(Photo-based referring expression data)

━━━━━━━━━━━━━━━━━━━━

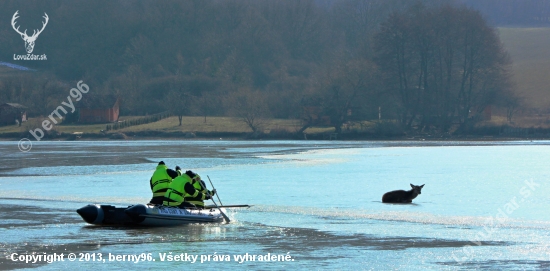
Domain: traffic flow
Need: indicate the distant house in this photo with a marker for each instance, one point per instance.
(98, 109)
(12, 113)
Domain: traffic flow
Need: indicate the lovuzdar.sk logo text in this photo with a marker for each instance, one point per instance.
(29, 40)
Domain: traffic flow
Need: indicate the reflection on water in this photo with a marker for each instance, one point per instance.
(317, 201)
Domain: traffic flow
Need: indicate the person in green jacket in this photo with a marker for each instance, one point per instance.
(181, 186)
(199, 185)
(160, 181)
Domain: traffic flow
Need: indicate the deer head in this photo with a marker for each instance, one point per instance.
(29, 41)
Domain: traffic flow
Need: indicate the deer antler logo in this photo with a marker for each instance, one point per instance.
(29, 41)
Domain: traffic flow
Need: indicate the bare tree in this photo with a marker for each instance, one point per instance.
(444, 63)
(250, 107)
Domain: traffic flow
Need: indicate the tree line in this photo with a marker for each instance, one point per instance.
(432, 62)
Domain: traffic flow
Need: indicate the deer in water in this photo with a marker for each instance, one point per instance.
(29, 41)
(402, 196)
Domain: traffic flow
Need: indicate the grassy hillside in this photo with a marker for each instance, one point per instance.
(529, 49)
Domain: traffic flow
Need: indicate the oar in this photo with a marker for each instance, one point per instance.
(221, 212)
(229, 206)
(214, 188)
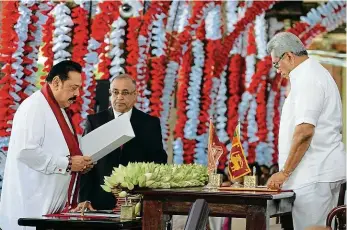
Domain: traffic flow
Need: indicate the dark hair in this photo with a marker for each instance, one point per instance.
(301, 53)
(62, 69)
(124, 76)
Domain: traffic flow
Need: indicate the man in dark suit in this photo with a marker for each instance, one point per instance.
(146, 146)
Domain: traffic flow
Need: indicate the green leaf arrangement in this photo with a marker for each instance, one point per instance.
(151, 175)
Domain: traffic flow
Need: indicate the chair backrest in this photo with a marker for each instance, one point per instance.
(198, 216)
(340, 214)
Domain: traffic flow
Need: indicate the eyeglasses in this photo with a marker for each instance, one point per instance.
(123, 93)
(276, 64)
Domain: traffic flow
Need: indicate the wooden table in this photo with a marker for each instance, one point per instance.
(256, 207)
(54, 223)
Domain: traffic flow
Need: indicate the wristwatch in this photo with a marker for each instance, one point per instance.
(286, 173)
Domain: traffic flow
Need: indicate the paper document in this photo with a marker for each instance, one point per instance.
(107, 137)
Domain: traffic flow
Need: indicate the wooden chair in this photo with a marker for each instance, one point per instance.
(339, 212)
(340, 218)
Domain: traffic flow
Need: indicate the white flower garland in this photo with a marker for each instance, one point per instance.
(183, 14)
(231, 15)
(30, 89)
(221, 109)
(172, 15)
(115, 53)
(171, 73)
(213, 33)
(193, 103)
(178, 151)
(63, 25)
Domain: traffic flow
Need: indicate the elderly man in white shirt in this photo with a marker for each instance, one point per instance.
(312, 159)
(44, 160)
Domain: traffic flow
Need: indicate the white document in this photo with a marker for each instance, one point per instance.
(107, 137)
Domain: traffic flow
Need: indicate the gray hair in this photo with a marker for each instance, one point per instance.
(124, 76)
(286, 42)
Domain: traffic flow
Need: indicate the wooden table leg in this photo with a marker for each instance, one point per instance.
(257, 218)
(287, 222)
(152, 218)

━━━━━━━━━━━━━━━━━━━━

The copy should match the records above exactly, except that pictures are dropped.

Domain: traffic flow
Need: indicate the distant house in this photo with a marker for each instance, one point per instance.
(98, 109)
(12, 113)
Domain: traffic flow
Need: indicate the lovuzdar.sk logo text in this photo with a marker for each instance, one point per instance.
(29, 40)
Domain: traffic flow
Need: indicate the reflection on water in this photo with a marker for each instance, one point per instance.
(317, 201)
Domain: traffic flow
Need: indicate the person in green jacket in this photo with a marker for each instance, one point per instance.
(181, 186)
(199, 185)
(160, 181)
Domain: traffic flow
Need: indicate the deer head in this photo with a marker for each instance, one point per instance.
(29, 41)
Domain: traffic flow
Need: indicate the deer antler logo in this photo with a marker for each instance, one point per instance.
(29, 41)
Domain: traffic flow
Need: indicate the bare tree in this photo with a marker for each instance, one point per instance.
(444, 63)
(250, 107)
Domain: traffic flow
Need: indicate the tree line in this photo with a marker for each instance, one point per instance.
(432, 62)
Domain: traffic flow
Need: indicate the deer in water in this photo with a marker for each instance, one point per instance.
(29, 41)
(402, 196)
Domain: traffic flow
Need: indicate the grassy hillside in this photo with a marker for each instance, one point per instance.
(529, 49)
Domain: traffic flow
Need: indicate the oar in this photo with a marker for each instance, one point per instance.
(221, 212)
(229, 206)
(214, 188)
Domain: traffic flow
Need: indicate the dark hair in this photo with a marker for each instance, one point per instance.
(301, 53)
(62, 69)
(124, 76)
Domain: traffic flow
Need: indicate the man in dark suit in this photo with a marker for each instance, one point per instance.
(146, 146)
Domain: traffic flow
Need: indicate the green leaf arrangement in this photo with a marker for each instance, one point per instance.
(151, 175)
Domain: traffic flow
Need: indicate the chair backrest in this photo with a marker for each instance, one point per instance.
(198, 216)
(340, 214)
Domain: traffic flow
Need: indicate the eyeglasses in this photo with a marker for each instance, one point per instance.
(123, 93)
(276, 64)
Domain: traffic flow
Need: indicate the wooden table in this photo with a marker for each instance, one point per instance.
(256, 207)
(54, 223)
Domain: traffic flow
Need: indicate the wristwatch in this photo with a marker for each instance, one point per instance.
(286, 173)
Domain: traffic flow
Need: indicate the paper document in this photo with a marker for each instance, one point per instance.
(107, 137)
Domain: traffic flow
Need: indicate the wooden chair in this photo with a marker for each instance, one point per instance.
(339, 212)
(340, 218)
Domain: traffic flow
Need: indicate the white flower garland in this photo with a marker for each instance, one point per instance.
(183, 14)
(231, 15)
(30, 89)
(221, 109)
(172, 15)
(115, 53)
(171, 73)
(213, 33)
(193, 103)
(178, 151)
(63, 25)
Domain: traffic flow
Need: indicate the elderly man in white shirt in this photo with a marker for each instance, one point per instance.
(312, 159)
(44, 160)
Domain: traffic flow
Need: indicate the white document in this photo with a marker for each instance, one point per instance.
(107, 137)
Domain: traffic flow
Need: indicate the gray hair in this photo with a marker for each instance, one point per instance.
(124, 76)
(286, 42)
Domain: traffic flow
Need: indicate the wooden table leg in this photo with a marker for each instance, one point per instance.
(257, 218)
(287, 222)
(152, 218)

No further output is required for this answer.